### TO DO
Reproduce the section of the listing that begins at the line containing "Each instance of the asphalt" and finishes at the line containing "Each instance of the man's jeans". Include both end lines and nothing beyond them.

### MATERIALS PROVIDED
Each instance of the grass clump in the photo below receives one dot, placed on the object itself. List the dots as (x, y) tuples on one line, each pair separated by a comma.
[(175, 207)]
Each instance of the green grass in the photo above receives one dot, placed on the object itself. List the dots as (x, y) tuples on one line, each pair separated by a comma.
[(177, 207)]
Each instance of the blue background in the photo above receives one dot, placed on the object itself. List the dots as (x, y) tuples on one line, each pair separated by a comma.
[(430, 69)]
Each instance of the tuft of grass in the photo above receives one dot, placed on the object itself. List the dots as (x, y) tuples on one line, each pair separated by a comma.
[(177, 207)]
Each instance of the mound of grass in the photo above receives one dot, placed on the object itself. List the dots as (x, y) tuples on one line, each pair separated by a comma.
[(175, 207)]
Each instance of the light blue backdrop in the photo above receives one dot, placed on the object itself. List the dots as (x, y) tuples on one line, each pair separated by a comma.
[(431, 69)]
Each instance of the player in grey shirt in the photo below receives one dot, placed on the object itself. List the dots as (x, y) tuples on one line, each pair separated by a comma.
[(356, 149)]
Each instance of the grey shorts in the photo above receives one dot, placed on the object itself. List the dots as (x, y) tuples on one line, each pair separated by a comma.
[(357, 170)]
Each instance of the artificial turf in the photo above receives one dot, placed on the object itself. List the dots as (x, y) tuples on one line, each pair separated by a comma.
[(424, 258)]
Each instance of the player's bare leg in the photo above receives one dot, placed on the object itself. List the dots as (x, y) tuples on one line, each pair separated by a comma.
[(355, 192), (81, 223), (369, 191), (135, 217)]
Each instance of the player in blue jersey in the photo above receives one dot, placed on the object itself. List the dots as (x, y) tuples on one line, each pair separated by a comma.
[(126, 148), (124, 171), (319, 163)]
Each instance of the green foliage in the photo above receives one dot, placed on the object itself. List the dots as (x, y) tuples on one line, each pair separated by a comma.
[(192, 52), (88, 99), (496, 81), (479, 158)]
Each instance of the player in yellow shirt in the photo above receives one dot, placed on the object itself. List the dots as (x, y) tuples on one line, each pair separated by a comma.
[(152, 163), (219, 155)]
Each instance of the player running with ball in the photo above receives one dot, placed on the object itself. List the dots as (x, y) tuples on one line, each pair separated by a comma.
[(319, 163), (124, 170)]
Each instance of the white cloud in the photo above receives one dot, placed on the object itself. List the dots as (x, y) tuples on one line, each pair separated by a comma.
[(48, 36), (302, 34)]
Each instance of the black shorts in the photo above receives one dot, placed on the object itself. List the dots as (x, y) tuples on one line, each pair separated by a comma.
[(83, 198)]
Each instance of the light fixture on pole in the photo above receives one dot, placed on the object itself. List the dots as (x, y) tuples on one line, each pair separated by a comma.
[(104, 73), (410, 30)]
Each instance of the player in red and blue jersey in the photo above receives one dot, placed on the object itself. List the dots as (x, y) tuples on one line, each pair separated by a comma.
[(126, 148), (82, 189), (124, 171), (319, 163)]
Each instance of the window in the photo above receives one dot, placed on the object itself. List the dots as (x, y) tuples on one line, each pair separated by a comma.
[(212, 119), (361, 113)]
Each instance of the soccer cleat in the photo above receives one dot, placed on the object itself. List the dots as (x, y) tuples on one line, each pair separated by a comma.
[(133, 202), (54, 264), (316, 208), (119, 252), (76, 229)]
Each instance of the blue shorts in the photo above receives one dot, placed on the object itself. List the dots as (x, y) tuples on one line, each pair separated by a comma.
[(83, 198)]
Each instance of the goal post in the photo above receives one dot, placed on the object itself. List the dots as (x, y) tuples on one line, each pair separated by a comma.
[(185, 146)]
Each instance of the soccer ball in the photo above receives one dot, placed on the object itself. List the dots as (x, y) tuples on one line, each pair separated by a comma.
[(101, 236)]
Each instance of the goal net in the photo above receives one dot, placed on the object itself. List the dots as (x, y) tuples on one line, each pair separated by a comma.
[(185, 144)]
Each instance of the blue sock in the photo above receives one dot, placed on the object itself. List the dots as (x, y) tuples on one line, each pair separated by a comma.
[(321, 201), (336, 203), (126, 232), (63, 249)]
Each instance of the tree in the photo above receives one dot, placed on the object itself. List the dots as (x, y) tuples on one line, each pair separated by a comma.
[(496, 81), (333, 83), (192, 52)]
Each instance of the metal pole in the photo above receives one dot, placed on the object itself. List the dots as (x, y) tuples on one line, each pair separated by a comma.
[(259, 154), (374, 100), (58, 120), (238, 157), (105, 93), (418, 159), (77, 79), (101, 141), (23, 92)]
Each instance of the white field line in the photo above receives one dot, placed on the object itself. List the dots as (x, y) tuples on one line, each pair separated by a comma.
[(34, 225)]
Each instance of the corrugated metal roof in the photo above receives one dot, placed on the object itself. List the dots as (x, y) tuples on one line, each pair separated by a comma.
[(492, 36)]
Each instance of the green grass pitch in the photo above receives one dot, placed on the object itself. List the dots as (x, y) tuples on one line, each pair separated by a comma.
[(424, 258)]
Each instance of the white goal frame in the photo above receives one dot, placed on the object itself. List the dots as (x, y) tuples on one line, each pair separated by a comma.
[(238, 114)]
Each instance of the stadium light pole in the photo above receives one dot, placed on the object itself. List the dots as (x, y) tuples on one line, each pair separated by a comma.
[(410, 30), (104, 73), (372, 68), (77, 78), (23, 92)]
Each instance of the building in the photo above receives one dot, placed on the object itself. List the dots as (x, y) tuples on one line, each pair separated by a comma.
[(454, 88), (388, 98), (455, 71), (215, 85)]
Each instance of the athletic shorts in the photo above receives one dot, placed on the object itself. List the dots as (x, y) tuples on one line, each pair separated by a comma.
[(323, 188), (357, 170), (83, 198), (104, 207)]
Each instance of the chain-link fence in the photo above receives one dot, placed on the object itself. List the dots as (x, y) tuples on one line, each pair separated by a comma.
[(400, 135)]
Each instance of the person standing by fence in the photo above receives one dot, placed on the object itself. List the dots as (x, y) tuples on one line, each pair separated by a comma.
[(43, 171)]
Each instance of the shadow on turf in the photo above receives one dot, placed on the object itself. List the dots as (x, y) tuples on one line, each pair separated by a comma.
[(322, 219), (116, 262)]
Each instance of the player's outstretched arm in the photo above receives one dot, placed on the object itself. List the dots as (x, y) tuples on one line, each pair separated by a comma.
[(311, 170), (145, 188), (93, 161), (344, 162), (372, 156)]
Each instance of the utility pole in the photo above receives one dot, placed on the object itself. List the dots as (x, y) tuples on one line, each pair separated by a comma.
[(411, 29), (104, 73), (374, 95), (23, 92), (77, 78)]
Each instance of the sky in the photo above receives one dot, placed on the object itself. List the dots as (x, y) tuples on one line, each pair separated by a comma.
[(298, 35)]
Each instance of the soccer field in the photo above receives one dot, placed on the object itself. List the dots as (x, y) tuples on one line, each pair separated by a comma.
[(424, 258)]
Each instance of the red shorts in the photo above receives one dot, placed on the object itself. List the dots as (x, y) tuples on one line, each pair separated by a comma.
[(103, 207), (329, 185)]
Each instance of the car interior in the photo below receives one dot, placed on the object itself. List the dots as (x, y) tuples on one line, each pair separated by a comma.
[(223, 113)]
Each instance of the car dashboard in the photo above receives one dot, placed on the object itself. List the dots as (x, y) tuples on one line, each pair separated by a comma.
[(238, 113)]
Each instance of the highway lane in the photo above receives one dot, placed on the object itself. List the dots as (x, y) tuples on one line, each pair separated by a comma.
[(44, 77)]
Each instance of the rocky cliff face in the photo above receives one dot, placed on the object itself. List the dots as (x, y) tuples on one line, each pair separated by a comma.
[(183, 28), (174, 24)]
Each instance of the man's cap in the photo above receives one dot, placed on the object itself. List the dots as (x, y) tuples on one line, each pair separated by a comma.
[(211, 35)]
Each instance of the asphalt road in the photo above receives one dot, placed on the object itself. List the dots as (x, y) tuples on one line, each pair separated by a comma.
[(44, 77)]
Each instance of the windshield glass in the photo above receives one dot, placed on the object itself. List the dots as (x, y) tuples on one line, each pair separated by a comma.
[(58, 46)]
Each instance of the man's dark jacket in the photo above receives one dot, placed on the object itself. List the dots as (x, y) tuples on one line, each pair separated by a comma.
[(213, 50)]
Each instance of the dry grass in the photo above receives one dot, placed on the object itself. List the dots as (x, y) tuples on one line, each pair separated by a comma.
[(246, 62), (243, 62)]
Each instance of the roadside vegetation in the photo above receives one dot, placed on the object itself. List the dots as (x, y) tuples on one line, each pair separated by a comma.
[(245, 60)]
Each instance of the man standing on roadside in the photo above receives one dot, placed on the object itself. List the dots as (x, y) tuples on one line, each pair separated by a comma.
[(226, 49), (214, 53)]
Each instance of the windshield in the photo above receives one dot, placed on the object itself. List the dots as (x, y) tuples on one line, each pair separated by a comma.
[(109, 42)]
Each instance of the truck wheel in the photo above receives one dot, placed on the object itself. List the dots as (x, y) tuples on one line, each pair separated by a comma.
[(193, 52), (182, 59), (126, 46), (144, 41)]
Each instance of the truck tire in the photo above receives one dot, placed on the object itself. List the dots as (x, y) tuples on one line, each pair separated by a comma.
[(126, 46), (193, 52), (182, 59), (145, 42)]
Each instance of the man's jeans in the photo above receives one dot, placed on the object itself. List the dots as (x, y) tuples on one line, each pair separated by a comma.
==
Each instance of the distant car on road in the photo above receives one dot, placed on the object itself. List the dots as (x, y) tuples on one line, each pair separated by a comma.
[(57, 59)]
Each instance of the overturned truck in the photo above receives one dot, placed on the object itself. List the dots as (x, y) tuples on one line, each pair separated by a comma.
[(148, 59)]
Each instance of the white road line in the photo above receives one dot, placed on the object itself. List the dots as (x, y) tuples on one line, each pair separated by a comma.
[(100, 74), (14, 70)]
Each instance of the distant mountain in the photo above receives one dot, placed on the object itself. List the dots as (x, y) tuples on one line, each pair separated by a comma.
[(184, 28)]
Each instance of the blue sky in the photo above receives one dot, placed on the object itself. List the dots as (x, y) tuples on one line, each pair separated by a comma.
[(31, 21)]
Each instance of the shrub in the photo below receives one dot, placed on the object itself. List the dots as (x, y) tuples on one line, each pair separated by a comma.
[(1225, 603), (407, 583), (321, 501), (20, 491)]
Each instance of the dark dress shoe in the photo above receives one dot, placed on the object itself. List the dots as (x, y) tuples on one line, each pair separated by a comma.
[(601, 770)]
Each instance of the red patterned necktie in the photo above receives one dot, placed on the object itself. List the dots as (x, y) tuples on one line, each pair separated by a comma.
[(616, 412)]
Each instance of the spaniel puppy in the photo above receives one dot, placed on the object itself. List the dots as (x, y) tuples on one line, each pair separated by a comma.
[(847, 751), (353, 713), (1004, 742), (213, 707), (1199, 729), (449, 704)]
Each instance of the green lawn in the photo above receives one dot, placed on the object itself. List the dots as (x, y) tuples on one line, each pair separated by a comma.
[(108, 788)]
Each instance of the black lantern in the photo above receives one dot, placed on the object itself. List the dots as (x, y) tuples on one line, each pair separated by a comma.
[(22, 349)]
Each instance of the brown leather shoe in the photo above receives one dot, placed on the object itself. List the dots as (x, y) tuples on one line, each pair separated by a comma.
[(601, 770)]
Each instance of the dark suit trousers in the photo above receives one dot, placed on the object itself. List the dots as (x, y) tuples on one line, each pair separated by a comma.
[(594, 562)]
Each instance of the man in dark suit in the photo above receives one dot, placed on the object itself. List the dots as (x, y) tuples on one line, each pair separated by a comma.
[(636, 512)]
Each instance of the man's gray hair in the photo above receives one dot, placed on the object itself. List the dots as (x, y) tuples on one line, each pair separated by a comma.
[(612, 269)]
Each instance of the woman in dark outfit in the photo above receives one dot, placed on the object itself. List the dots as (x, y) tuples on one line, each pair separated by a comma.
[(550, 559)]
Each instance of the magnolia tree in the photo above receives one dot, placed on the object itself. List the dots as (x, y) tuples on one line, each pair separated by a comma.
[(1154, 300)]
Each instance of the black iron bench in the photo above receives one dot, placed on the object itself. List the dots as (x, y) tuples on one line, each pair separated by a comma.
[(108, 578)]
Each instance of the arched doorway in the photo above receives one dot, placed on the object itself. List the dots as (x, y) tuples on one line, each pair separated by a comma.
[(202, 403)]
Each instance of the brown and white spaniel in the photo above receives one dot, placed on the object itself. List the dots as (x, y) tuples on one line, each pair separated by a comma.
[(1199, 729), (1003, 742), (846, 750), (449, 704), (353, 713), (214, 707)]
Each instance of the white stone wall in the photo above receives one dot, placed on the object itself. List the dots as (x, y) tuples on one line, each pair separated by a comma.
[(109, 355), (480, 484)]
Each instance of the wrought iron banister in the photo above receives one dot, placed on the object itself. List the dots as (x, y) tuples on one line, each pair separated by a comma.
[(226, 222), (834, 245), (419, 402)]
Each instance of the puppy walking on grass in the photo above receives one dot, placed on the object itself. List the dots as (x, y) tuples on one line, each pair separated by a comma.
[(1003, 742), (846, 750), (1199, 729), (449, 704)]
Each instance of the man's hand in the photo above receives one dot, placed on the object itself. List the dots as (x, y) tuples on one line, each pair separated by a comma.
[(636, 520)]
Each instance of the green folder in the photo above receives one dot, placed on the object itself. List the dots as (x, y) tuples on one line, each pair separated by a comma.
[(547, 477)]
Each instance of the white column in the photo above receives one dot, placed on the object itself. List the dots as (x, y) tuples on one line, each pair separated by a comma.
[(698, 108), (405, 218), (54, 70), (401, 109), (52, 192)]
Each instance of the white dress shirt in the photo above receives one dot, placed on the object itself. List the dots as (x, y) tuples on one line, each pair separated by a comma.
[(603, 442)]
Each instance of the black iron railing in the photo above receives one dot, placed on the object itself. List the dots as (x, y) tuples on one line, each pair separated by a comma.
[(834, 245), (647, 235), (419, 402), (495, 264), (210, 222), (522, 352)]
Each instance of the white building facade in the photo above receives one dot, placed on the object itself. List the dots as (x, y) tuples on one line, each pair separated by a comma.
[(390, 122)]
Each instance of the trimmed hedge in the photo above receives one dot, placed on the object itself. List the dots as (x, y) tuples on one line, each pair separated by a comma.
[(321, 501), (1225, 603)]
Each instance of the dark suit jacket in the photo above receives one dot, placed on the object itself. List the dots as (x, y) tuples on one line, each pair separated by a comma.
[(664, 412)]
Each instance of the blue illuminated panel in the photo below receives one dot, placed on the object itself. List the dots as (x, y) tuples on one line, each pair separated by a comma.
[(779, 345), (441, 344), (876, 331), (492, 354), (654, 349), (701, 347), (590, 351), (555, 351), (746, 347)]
--
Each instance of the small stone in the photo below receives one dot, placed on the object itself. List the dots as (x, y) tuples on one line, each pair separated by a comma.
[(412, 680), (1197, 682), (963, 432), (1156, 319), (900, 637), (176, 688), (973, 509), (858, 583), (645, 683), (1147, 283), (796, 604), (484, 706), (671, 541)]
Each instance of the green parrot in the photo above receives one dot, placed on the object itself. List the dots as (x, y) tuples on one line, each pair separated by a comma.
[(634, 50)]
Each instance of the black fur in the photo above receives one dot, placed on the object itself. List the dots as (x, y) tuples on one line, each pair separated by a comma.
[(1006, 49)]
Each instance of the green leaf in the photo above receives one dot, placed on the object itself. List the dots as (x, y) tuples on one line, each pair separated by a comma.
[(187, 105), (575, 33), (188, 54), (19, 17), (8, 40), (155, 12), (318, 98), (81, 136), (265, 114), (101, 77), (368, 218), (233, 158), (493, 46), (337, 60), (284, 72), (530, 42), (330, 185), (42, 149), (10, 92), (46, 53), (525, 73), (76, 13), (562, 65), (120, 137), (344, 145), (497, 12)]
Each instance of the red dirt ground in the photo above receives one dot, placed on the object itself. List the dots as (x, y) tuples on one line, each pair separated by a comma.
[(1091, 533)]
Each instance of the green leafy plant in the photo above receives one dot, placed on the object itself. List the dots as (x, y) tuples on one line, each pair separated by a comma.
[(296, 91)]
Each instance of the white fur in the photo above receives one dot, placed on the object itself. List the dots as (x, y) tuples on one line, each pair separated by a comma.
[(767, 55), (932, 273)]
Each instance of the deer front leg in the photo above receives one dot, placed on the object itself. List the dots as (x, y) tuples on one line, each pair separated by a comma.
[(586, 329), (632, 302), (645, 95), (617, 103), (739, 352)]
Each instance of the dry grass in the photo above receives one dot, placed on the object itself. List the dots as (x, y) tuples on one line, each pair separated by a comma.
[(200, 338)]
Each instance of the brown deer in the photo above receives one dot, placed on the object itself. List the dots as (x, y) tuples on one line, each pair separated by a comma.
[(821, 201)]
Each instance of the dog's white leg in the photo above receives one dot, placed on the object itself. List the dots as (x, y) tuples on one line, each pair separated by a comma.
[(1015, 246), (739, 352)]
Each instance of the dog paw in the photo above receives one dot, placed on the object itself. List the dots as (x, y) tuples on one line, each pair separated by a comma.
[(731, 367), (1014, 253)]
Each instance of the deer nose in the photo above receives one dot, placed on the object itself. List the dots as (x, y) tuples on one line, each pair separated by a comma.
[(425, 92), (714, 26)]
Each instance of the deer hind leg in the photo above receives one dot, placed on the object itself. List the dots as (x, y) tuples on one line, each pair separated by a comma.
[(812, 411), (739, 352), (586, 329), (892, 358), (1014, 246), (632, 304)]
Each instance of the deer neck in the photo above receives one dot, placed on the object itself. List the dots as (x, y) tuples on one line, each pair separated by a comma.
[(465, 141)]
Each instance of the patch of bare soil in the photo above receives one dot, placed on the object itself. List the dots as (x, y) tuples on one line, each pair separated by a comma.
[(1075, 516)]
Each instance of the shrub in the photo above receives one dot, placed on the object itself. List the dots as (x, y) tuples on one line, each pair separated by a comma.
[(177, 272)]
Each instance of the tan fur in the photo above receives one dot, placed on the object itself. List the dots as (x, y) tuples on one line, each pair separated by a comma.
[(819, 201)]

### ANSWER SECTION
Each instance of the asphalt road in the photo above receives one dot, placed on the object itself. List the dots as (x, y) tuples on one line, each pair separated by a comma.
[(44, 77)]
Each instance of the windshield glass in the photo above receives one dot, placed on the object itself. List the dots as (x, y) tuples on one line, each pair separated by a comma.
[(58, 46)]
Each instance of the man's dark jacket in the photo above receives one dot, placed on the object itself. List the dots as (x, y) tuples on one line, each pair separated by a comma.
[(213, 50)]
Each instance of the dry grass in the photo above receives one dot, placed on the object itself. List the dots as (x, y) tuples on one line, each pair separated by a comma.
[(246, 62), (243, 62)]
Each instance of the roadside vegetation in the photo above receives one dot, placed on the object itself. List the dots as (x, y) tuples on one line, each pair separated by a comma.
[(245, 60)]
Each instance of the man standing on roadside in the photo above receives one dot, placed on the object itself. List the dots as (x, y) tuples on one line, each pair separated by a comma.
[(226, 49), (214, 53)]
Each instance of the windshield in the photo above receives one dot, placed on the object itself. List the dots as (x, y) tuples on one line, each pair separated by a comma.
[(109, 42)]
Each instance of the truck wheel in the photo above receives one dot, placed on the object itself. List the dots as (x, y) tuples on one line, each pair separated by a comma.
[(193, 52), (182, 59), (126, 46), (144, 41)]
Each instance of the truck tire in the photo above receives one dot, placed on the object itself. List the dots as (x, y) tuples on one line, each pair separated by a comma.
[(126, 46), (193, 52), (182, 59), (145, 42)]
Each instance of the man's jeans in the photo above receives one dot, placed on the object itself. List the dots as (x, y) tuples on one line, each pair separated by a comma.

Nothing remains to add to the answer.